#### THE PROBLEM
Copy all lines in the material holding the string "black".

*** Opening RECORD EXTRACTS ***

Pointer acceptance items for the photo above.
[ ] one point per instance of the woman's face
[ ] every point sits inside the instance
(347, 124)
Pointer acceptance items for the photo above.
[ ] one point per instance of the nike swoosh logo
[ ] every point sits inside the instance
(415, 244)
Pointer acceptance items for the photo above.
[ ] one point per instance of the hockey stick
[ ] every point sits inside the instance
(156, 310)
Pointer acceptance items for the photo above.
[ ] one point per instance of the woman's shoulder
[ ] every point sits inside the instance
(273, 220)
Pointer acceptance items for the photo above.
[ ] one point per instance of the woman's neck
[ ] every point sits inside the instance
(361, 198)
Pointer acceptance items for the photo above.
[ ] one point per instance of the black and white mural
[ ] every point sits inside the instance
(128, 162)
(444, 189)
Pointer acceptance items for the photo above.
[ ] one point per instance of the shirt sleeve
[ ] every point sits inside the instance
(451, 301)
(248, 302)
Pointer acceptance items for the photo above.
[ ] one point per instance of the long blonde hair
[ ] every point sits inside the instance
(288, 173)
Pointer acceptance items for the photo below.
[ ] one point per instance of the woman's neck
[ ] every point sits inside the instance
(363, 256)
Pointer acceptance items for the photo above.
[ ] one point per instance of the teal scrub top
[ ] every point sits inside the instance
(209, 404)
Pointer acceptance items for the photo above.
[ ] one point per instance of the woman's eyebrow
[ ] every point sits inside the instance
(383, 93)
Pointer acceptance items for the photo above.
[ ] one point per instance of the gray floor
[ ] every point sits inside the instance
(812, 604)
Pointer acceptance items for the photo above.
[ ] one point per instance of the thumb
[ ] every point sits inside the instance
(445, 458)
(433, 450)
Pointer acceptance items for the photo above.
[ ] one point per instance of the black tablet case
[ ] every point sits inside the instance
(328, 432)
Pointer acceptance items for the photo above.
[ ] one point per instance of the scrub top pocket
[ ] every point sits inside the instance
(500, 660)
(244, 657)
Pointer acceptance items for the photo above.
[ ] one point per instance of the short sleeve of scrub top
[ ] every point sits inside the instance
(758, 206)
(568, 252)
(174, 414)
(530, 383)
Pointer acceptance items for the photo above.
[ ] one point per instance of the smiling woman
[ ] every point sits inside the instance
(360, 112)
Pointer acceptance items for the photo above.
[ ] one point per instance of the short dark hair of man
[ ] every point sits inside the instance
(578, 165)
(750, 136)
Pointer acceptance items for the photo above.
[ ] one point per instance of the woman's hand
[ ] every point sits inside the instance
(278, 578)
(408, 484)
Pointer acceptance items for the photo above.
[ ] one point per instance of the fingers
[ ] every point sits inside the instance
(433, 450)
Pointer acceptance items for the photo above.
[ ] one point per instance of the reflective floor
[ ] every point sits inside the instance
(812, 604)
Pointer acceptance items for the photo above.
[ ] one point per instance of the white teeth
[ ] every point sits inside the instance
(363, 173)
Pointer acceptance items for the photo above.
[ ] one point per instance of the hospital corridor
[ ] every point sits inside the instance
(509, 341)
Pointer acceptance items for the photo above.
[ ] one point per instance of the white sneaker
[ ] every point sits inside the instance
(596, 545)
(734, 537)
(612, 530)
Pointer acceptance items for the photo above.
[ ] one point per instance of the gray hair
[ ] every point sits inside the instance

*** Closing RECORD EXTRACTS ***

#### ANSWER SECTION
[ ] one point per instance of the black and white mural
[ ] one point per instance of the black tablet case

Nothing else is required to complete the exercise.